Exchequer deficit swells to €14bn as lockdown hits tax take

Paschal Donohoe cites increase in spending and weaker revenues

Minister for Finance Paschal Donohoe.

Minister for Finance Paschal Donohoe.

 

The public finances fell deeper into the red last month as spending on various pandemic-related supports rose and tax receipts fell.

The latest exchequer returns, published by the Department of Finance, show the Government’s budget deficit - on a rolling 12-month basis – swelled to just over €14 billion in February.

This was fuelled by a combination of falling tax revenues and increased spending on financial supports for impacted workers and businesses.

Receipts

The figures show tax receipts for the first two months of the year came to €8.4 billion, which was 9 per cent or €828 million down on the same period last year.

While income tax receipts, at €4 billion, were marginally up on the corresponding period last year, Vat receipts were significantly down, reflecting the current lockdown, which has resulted in the closure of all but essential retail.

Revenue from the sales tax generated €2.65 billion in January and February, which was €400 million or 13 per cent down on last year.

The Department of Finance said as February was a non VAT-due month, the fall-off reflected “the substantial decline seen in January”.

Corporation tax, excise duty, stamp duty and capital gains tax (CGT) were all down on the previous year’s figures.

The Department of Finance last month suspended its normal monthly tax profiles, which are used to benchmark the performance of each tax head, because of the uncertainty caused by Covid-19.

On the spending side, the department said total gross voted expenditure to the end of February amounted to €12.3 billion, which was €2.1 billion or 20.5 per cent higher than the same period in 2020 and €356 million more than what the department had expected.

GIVEN INFORMATION ▸
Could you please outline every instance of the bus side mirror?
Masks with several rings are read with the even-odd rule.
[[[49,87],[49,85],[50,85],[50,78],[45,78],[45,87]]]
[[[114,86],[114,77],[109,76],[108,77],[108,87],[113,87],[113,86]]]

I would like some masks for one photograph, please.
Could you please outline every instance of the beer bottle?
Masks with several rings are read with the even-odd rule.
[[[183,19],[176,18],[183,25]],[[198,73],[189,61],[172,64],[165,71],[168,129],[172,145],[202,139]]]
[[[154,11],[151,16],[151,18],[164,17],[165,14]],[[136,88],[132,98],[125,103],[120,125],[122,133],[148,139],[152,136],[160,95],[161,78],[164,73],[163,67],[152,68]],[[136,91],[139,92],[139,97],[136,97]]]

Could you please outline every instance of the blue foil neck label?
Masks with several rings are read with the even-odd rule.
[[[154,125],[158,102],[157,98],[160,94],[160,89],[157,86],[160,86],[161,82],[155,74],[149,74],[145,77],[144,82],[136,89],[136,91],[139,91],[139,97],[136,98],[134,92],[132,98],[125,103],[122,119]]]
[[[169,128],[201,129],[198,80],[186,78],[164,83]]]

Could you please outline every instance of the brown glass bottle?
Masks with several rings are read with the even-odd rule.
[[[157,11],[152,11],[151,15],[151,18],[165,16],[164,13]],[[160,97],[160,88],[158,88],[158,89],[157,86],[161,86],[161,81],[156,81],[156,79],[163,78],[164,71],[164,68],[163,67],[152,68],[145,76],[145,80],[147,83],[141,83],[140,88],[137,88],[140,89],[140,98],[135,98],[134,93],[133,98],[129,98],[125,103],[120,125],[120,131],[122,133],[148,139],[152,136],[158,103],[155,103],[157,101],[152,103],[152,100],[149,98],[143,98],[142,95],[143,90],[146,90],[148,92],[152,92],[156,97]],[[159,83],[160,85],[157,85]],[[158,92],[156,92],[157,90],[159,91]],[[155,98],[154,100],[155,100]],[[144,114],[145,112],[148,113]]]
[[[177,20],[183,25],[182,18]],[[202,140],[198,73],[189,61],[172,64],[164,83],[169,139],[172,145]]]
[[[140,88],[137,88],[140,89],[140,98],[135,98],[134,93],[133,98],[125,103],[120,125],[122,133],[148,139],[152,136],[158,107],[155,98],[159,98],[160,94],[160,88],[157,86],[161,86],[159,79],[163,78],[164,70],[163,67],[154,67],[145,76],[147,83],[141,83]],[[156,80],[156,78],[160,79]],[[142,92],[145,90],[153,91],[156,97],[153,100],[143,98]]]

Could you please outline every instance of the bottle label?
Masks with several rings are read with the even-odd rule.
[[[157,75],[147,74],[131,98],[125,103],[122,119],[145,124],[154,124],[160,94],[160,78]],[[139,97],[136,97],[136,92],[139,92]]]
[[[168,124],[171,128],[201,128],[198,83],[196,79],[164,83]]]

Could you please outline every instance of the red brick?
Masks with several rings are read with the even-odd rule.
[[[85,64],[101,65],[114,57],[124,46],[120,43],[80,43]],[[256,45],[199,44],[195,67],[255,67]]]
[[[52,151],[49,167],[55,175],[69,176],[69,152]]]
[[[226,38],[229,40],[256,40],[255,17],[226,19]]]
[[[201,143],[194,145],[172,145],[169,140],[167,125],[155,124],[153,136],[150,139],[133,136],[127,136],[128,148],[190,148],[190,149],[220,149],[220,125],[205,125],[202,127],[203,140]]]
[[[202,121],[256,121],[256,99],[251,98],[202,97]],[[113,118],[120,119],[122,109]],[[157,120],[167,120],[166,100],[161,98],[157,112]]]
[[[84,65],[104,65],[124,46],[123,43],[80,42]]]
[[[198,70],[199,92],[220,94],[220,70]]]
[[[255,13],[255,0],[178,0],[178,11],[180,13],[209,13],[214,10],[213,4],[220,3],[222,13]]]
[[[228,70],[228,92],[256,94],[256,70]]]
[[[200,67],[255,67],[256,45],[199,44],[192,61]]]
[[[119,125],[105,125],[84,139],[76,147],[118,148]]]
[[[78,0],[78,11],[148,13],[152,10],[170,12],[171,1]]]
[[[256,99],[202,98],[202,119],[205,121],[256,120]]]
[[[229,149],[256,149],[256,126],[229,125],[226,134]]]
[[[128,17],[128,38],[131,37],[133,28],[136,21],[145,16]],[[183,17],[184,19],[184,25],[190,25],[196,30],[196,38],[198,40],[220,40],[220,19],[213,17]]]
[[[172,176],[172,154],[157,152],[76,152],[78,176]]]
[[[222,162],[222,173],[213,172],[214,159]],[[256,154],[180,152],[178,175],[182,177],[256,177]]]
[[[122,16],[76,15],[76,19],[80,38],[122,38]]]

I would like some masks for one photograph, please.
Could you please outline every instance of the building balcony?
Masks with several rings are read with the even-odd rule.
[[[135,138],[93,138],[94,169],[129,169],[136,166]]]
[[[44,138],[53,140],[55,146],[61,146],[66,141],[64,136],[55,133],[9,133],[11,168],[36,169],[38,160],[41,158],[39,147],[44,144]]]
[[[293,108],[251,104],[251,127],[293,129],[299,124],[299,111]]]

ASSIGNMENT 1 ▸ From the exchequer article, please reproduce the stretch from "On the spending" through "department had expected." word for word.
ASSIGNMENT 2 ▸ Name the taxes that the exchequer article says were all down on the previous year's figures.
ASSIGNMENT 3 ▸ According to the exchequer article, what did total gross voted expenditure to the end of February amount to?

YOUR SOLUTION 1 ▸
On the spending side, the department said total gross voted expenditure to the end of February amounted to €12.3 billion, which was €2.1 billion or 20.5 per cent higher than the same period in 2020 and €356 million more than what the department had expected.

YOUR SOLUTION 2 ▸ Corporation tax, excise duty, stamp duty, and capital gains tax (CGT)

YOUR SOLUTION 3 ▸ €12.3 billion